DAFTAR TUGAS
• 1. Jawab pertanyaan berikut berdasarkan artikel tentang penggerebekan Densus 88:
(a) Di kecamatan mana Kampung Batu Rengat berada?
(b) Kapan aksi Densus itu berlangsung (jam, hari, dan tanggal)?
(c) Siapa penanda tangan rilis PUSHAMI, dan apa jabatannya?
• 2. Salin ulang tanpa perubahan bagian artikel tentang penggerebekan Densus 88 yang dimulai pada kata-kata "Densus 88 dengan" dan berhenti setelah kata-kata "yang bisa menghentikannya.".

Hidayatullah.com—Kasus penggerebekan anggota Detasemen Khusus Antiteror (Densus 88) terhadap sejumlah orang yang diduga pelaku “teror” di Kampung Batu Rengat RT 02/08 Desa Cigondewah Hilir, Kecamatan Margaasih, Kabupaten Bandung, membuka keprihatian organisasi kemanusiaan Pusat Hak Asasi Muslim Indonesia (PUSHAMI).
Menurut PUSHAMI, aksi Densus sekitar pukul 11.00 WIB, Rabu (8/5/2013) dinilai masih menggunakan praktik extra-judicial killings, membunuh menggunakan senjata tanpa Standard Operational Procedure (SOP).
Densus 88 dengan segala fasilitasnya, dinilai telah menjadi pelaku inpunitas (pelaku penghilangan nyawa yang lolos dari investigasi tanpa proses hukum) dan pelanggar HAM berat. Sementara kasus pelanggaran HAM berat yang dilakukan oleh oknum Densus 88 sampai saat ini masih berlajut dan belum ada yang bisa menghentikannya.
“Sampai detik ini, masih banyak praktik impunitas dalam bentuk penyiksaan yang dilakukan oleh Densus 88 di dalam tahanan maupun diluar tahanan terhadap para “terduga” teroris.
Lalu apa gunanya pemerintah Indonesia yang telah meratifikasi Konvensi Anti Penyiksaan (Convention Against Torture) dalam Undang-undang Nomor 5 tahun 1998 tentang Pengesahan Konvensi Penyiksaan pada 28 September 1998,” demikian rilis PUSHAMI yang ditandatangi M.Yusuf Sembiring, SH, MH, selaku Direktur Kontra Terorisme dan Kontra Separatisme sebagaimana dikirim kepada hidayatullah.com, Kamis (09/05/2013).
Menurut PUSHAMI, atas hal – hal tersebut Densus seringkali melakukan klaim terhadap kelompok Islam tertentu bagian dari kelompok ini dan itu tanpa bukti yang jelas. Melakukan prakondisi terhadap kasus terorisme. Dan seringkali meyalahgunakan kewenangannya untuk memaksa terduga teroris mengakui perbuatan yang tidak dilakukannya.
Dengan memperhatikan Undang-Undang Dasar 1945 yang sudah beberapa kali diamandemen sebagai Konstitusi Negara, Kitab Undang-Undang Hukum Acara Pidana (KUHAP), Undang-Undang Republik Indonesia No. 18 Tahun 2003 Tentang Advokat, Undang-Undang Republik Indonesia No. 39 Tahun 1999 Tentang Hak Asasi Manusia, Undang-Undang Republik Indonesia No. 13 Tahun 2006 Tentang Perlindungan Saksi dan Korban, maka PUSHAMI memberikan pertanyaan sikap.

KUTIPAN DATA
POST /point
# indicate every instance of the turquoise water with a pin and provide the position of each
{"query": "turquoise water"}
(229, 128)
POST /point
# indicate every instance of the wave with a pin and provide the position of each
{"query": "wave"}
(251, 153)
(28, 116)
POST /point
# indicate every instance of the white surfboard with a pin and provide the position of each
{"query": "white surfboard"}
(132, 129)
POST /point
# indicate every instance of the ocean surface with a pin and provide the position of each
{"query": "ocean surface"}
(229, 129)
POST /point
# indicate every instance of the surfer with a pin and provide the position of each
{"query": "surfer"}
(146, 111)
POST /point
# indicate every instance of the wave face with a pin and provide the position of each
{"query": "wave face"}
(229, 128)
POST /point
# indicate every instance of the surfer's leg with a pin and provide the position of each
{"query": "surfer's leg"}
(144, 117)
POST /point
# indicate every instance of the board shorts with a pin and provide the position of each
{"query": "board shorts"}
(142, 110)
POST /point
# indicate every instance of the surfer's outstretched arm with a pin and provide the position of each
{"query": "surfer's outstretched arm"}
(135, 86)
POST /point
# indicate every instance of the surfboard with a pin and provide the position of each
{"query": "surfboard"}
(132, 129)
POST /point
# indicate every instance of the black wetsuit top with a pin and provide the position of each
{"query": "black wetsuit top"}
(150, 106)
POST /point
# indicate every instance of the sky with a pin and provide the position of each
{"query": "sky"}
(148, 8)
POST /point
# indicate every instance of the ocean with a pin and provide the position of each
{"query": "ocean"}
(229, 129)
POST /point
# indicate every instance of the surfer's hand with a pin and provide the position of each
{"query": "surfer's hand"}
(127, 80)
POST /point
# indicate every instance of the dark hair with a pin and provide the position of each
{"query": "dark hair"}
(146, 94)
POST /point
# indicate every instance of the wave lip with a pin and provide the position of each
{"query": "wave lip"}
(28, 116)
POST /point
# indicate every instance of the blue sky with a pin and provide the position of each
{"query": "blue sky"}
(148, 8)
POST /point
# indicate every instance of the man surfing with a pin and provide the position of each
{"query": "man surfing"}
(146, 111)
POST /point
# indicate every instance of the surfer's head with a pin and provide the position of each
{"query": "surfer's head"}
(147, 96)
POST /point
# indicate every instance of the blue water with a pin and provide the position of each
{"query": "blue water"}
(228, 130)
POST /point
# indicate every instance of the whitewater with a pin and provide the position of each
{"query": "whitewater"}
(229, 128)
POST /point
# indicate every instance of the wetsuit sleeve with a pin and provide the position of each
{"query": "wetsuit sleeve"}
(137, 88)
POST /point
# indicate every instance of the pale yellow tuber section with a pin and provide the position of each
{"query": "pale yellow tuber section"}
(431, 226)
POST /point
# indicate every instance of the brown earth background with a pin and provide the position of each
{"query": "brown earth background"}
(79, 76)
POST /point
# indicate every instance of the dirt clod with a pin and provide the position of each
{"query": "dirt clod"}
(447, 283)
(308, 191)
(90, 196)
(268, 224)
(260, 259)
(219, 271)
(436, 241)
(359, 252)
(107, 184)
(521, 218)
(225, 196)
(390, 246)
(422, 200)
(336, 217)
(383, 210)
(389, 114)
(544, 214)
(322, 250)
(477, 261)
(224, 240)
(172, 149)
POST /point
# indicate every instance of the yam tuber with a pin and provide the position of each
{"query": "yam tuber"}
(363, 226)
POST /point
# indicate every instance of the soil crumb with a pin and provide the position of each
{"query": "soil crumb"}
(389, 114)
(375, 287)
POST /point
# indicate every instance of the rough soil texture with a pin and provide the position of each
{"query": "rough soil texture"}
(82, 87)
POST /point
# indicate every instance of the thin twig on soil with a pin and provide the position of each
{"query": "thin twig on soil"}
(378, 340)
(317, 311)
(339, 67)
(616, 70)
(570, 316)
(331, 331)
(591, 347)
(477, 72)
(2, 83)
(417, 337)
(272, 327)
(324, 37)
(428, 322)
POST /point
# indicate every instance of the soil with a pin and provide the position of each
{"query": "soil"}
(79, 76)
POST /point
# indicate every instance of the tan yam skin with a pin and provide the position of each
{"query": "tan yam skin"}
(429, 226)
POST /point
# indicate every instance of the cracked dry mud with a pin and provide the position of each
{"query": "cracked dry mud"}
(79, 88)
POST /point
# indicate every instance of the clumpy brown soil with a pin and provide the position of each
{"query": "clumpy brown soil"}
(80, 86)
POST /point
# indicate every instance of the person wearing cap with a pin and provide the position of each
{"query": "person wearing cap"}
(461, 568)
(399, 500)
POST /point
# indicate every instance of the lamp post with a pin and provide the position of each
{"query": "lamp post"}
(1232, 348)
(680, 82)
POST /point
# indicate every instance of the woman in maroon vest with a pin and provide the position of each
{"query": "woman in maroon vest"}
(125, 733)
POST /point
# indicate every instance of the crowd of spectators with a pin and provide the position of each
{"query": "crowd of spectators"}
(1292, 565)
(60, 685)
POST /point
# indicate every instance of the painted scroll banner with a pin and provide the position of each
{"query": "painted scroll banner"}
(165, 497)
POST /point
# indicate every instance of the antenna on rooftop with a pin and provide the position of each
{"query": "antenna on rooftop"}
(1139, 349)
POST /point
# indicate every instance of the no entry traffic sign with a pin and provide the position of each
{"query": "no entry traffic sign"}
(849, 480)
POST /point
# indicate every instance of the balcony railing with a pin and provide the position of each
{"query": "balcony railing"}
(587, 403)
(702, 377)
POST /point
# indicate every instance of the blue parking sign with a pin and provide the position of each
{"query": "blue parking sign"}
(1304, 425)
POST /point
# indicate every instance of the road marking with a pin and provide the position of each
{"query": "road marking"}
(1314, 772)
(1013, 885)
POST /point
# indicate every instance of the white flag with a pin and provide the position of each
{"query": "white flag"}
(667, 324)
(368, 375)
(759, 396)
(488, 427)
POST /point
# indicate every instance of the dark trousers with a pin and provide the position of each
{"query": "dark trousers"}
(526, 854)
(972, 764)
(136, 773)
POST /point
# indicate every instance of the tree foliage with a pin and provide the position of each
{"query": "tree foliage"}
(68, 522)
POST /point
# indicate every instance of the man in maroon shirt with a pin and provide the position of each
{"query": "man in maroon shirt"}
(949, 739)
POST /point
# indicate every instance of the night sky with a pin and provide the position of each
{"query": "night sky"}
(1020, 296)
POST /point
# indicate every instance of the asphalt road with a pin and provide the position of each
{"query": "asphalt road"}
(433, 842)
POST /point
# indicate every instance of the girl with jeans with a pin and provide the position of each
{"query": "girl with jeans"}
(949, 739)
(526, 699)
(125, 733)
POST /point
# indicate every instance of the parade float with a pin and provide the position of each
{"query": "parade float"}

JAWABAN LENGKAP
• 1.
(a) Kecamatan Margaasih, Kabupaten Bandung.
(b) Sekitar pukul 11.00 WIB, Rabu (8/5/2013).
(c) M.Yusuf Sembiring, SH, MH, selaku Direktur Kontra Terorisme dan Kontra Separatisme.

• 2.
Densus 88 dengan segala fasilitasnya, dinilai telah menjadi pelaku inpunitas (pelaku penghilangan nyawa yang lolos dari investigasi tanpa proses hukum) dan pelanggar HAM berat. Sementara kasus pelanggaran HAM berat yang dilakukan oleh oknum Densus 88 sampai saat ini masih berlajut dan belum ada yang bisa menghentikannya.